WORK INSTRUCTION 1:
Answer these questions from the article on COVID restrictions ending:
(a) How might some people react to new opportunities, according to Dr Svirydzenka, and how might others react?
(b) At what speed does she advise taking the rule changes, and what pressure should be ignored?
(c) How might bustling streets feel, and what can our bodies interpret that as?
WORK INSTRUCTION 2:
Can you pick up the article on COVID restrictions ending after its last sentence and continue it?
::: SOURCE DOCUMENT :::
Reactions will vary from person to person, Dr Svirydzenka notes, saying that some people will want to jump into new opportunities headfirst, whereas others will be more reluctant and may even avoid all social contact for a while – and it's important to be mindful and respectful of whatever other people (friends and family included) are feeling.
How can I feel less worried about COVID restrictions ending?
Go at your own pace
"By this point, we're all too familiar with threats of a 'new wave' and even as vaccinations have been rolled out, further mutations may occur – we're not promised the same safety as a world without COVID that we would wish to return to," says Dr Svirydzenka. She advises taking these rule changes and opportunities at your own speed, and ignoring any pressure from those around you who may be going at a quicker pace.
We're all likely to be a tad rusty when it comes to socialising too, she notes, and that bustling streets might feel overly loud (which our bodies can interpret as a threat). "Socialising always has the potential to make us feel apprehensive, now there's the added uncertainty about how to handle some interactions safely too. We don't want to offend anyone, or overstep safety boundaries still in effect." It is important to remember though, Dr Svirydzenka says, that all of these are reasonable concerns and can be tackled with planning.
::: EXERCISE DATA :::
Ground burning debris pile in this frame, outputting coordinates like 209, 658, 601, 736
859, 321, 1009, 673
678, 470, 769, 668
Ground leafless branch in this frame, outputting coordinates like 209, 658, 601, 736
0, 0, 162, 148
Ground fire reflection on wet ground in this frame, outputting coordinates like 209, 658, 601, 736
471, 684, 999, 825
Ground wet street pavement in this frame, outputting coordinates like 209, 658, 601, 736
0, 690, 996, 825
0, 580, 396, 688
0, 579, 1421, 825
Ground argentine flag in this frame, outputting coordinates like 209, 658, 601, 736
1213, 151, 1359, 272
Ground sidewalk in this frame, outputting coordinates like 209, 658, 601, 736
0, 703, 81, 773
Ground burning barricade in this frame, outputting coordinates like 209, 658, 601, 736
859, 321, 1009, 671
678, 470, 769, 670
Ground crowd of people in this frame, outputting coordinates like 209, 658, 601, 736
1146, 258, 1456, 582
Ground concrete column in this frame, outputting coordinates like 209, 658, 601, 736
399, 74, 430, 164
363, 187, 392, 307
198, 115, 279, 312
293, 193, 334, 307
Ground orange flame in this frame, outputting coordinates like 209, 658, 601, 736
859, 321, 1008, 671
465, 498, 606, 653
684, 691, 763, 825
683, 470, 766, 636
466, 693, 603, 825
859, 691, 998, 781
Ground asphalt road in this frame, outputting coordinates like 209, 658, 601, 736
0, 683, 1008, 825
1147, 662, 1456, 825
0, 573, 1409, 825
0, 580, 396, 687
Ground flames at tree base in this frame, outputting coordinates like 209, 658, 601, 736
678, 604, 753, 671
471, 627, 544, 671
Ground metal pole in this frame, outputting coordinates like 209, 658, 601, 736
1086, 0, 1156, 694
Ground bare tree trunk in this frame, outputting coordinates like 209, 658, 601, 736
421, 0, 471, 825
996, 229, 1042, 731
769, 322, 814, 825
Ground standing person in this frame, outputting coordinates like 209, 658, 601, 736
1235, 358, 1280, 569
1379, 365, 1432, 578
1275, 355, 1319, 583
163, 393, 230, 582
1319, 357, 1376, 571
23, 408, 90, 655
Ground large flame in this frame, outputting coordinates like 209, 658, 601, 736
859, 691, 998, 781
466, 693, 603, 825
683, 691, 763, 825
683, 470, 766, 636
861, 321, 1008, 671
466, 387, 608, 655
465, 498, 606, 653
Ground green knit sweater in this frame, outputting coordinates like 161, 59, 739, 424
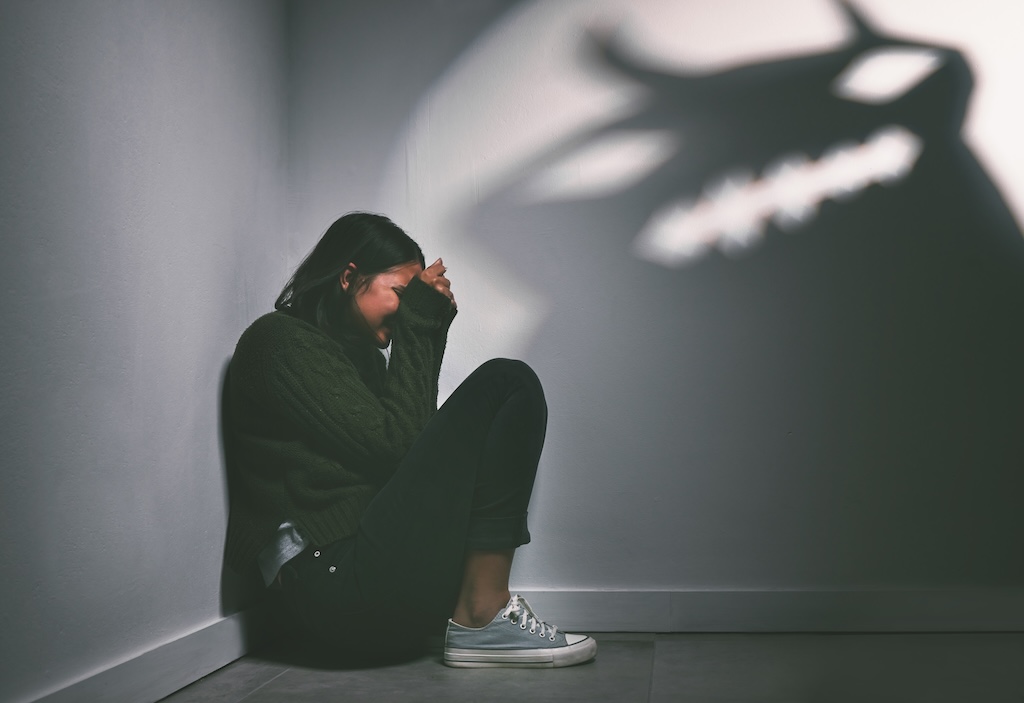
224, 278, 455, 571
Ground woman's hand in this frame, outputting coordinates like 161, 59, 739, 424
419, 259, 459, 308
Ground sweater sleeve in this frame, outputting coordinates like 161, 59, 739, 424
236, 278, 455, 482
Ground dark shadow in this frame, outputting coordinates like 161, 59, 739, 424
465, 5, 1024, 583
219, 358, 266, 617
251, 630, 442, 671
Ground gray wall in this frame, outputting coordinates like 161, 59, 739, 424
0, 0, 287, 701
290, 0, 1024, 597
0, 0, 1024, 700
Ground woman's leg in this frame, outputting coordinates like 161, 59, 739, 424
284, 359, 547, 632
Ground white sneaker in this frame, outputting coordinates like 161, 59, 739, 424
444, 596, 597, 668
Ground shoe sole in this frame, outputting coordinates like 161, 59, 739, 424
444, 638, 597, 669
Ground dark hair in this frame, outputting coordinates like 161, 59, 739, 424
273, 212, 426, 337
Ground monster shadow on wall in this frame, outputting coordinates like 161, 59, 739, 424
467, 2, 1024, 579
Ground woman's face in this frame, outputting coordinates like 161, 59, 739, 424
341, 261, 423, 349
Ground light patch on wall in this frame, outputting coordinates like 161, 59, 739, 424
633, 126, 922, 267
523, 130, 679, 203
833, 48, 942, 104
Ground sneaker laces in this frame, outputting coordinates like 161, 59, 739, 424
502, 595, 558, 641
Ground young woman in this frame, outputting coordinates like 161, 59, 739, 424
225, 213, 597, 666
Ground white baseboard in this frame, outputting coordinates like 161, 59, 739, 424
36, 609, 268, 703
521, 588, 1024, 632
25, 588, 1024, 703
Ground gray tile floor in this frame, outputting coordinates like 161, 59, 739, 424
163, 633, 1024, 703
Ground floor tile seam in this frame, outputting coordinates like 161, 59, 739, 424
234, 666, 292, 703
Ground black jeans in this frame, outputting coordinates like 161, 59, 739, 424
282, 359, 547, 645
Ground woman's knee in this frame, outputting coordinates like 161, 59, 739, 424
475, 358, 544, 400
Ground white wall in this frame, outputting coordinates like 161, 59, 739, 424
290, 0, 1024, 605
0, 0, 287, 701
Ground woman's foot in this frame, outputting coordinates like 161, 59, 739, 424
444, 596, 597, 668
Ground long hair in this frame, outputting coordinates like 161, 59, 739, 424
273, 212, 426, 340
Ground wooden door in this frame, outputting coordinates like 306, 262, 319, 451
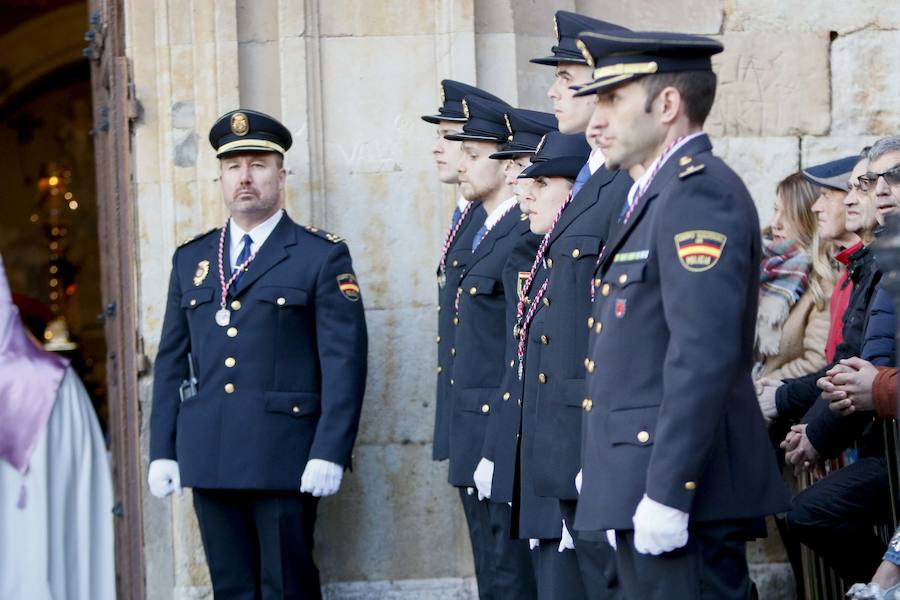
84, 0, 144, 600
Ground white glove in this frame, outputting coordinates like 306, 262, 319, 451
147, 458, 184, 498
631, 494, 690, 556
606, 529, 619, 550
473, 458, 494, 500
300, 458, 344, 498
558, 519, 575, 552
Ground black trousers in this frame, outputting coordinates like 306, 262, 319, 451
459, 488, 537, 600
616, 521, 752, 600
785, 457, 891, 584
559, 500, 623, 600
194, 489, 322, 600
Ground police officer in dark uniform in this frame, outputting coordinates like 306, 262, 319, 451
148, 110, 367, 599
447, 96, 535, 599
575, 32, 788, 599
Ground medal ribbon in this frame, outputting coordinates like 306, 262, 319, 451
440, 202, 474, 275
219, 223, 256, 309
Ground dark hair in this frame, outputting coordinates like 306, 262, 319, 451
640, 71, 717, 125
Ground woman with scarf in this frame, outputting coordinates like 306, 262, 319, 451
0, 254, 115, 600
754, 173, 836, 381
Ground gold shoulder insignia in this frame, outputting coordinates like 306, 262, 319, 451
678, 165, 706, 179
303, 225, 344, 244
178, 227, 219, 248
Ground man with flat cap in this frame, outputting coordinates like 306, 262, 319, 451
575, 32, 788, 600
148, 110, 367, 600
447, 96, 535, 599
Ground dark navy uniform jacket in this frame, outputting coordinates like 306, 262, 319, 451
150, 214, 367, 490
481, 232, 545, 502
523, 168, 632, 500
448, 208, 532, 486
575, 135, 788, 530
432, 205, 487, 460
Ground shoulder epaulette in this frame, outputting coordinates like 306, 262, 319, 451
178, 227, 219, 248
303, 225, 344, 244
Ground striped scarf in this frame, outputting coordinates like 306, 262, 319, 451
756, 237, 812, 356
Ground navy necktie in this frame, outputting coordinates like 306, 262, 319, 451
450, 206, 462, 229
233, 233, 253, 286
572, 163, 592, 198
472, 225, 487, 252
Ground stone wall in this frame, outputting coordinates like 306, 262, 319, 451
125, 0, 900, 599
:::
TASK ANSWER 1:
(a) Some people will want to jump into new opportunities headfirst, while others will be more reluctant and may even avoid all social contact for a while.
(b) At your own speed, ignoring pressure from those around you who may be going at a quicker pace.
(c) Overly loud, which our bodies can interpret as a threat.

TASK ANSWER 2:
Avoid making comparisons
Dr Svirydzenka also says that while comparing ourselves to others is common and very normal psychologically, it likely won't be helpful in these circumstances. "Talk to trusted others about how you're feeling," she recommends. "Equally, being accepting and non-judgemental with yourself and others as you go through this process will be crucial."
Prepare to be flexible
"While there's hope for a new normal, where our lives regain a sense of pre-COVID normality, we also need to acknowledge that we will be going through the process of community-wide healing from the trauma of loss that we have experienced," Dr Svirydzenka explains, adding that our expectations need to follow suit. "Our new normal is about being flexible and continuously adjusting to uncertainty, and while this is inherently uncomfortable for us, it's something we need to learn to cope with for our own wellbeing."
She recommends limiting how far into the future you plan (e.g. look at what's happening week-to-week, as opposed to months in advance) to give a better sense of control and limit disappointment. "Focusing on the present will be an effective way of managing expectations and help to prevent dwelling too much on the 'what-ifs' of the unpredictable future."
"Reconnect gradually, start with those you really trust and slowly scale up," Dr Svirydzenka advises. "Negotiating locations, deciding when to wear a mask, hugging – all of these things will be a hit and miss for you, and it's important not to be too hard on yourself as you get out more. Aim to learn and try again."
Social connections are vital to our sense of wellbeing and mental health, she adds. "Not only do they fulfil a fundamental psychological need to belong, but they also give us support, they bring us joy, and they help us make meaning of our lives and everyday experiences. Human contact, touch and hugs, not just seeing faces via Zoom or FaceTime, is essential for our happiness." So don't forget to check in on your friends who have health conditions and who may not feel comfortable (or be able to) join in with events too.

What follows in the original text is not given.